Written instruction:
Answer these questions using the article below on the new NSW fine for offensive language, one line per answer:
(a) What was the on-the-spot fine for offensive language in NSW before the new laws?
(b) What is the London street from the red-light district now called?
(c) How many incidents of offensive language did NSW police record last year?

Excerpt provided:
Contrary to the recommendations of experts, the NSW Government last week passed a new law giving police the power to issue a $500 fine for swearing, writes Elyse Methven.
LATE LAST WEEK, the NSW Government passed a package of laws to
‘… combat drug and alcohol-fuelled violence.’
One of these laws may have escaped your attention — a $500 fine for using offensive language.
Fines for swearing in public are not a new thing. Since 1 January 2008, police across NSW have had the power to issue on-the-spot fines (criminal infringement notices) amounting to $150 for the use of offensive language in or near, or within hearing from, a public place or school.
Under Premier Barry O’Farrell’s new laws, that fine has more than tripled in value.
It is an unstated assumption that offensive language laws will, almost always, punish a very small selection of swear words. It is for this reason that these crimes are often referred to as ‘swearing laws’ or ‘anti-swearing laws’.
Police officers are often both the victims of, and witnesses to, such crimes. And in NSW, police tend to target the use of the words fuck (and its derivatives), cunt, or a combination of the two.
Of course, these words are not inherently offensive. The meanings attached to swear words are arbitrary, and change throughout time.
Society gives swear words their power — their ability to shock, offend or embarrass, and also takes it away. For example, the taboo attached to the word cunt has shifted dramatically from the thirteenth century, when a street name in London’s red-light district was called Gropecuntlane (pictured right — the name has since been changed to Magpie Lane).
‘Whether this arresting name was a warning or an encouragement is hard to say, but the term was clearly acceptable publicly.’
Offensive language crimes have existed on our statute books since the 1850s, when words such as bugger, bloody and bastard were considered unutterable, particularly in the presence of women and children. Similar crimes, which forbid the use of indecent, obscene, insulting and offensive language in a public place, exist across Australia, with dramatic differences in the penalties attached to these offences.
Thus, the use of ‘indecent’ language can land someone a $250 fine in South Australia, or six months’ imprisonment in Queensland. And police do not dish out offensive language charges frugally (even if they do so selectively). Last year in NSW alone, police recorded more than 4,000 incidents of offensive language.
The law offers little by way of guidance to clarify the meaning of ‘offensive’ language.
In the leading case, Worcester v Smith  VLR 316, O’Bryan J held that offensive meant:
‘… such as is calculated to wound the feelings, arouse anger or resentment or disgust in the mind of a reasonable person ….’
Thus, police officers must turn their minds towards whether a hypothetical, ‘reasonable’ Australian would be offended by the language in question. The law does not specify what kind of educational, socio-economic, ethnic, religious or linguistic background this reasonable person has, nor whether they swear liberally, frugally, or recoil at the use of such words. Police officers must also have regard to ‘contemporary community standards’ — a rather elusive legal abstraction in a country that is far from homogenous.

Material provided:
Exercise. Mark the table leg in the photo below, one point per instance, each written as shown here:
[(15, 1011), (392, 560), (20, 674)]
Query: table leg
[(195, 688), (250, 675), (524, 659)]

Result of the task:
(a) $150
(b) Magpie Lane
(c) More than 4,000